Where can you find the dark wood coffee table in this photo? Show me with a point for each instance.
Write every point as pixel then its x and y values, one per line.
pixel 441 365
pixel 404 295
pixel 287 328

● ● ●

The problem -
Copy every one of the records above word for word.

Answer to this task -
Where can you find the dark wood coffee table in this photo? Show me with a point for each instance.
Write every point as pixel then its x and y values, one per line.
pixel 441 365
pixel 404 295
pixel 287 328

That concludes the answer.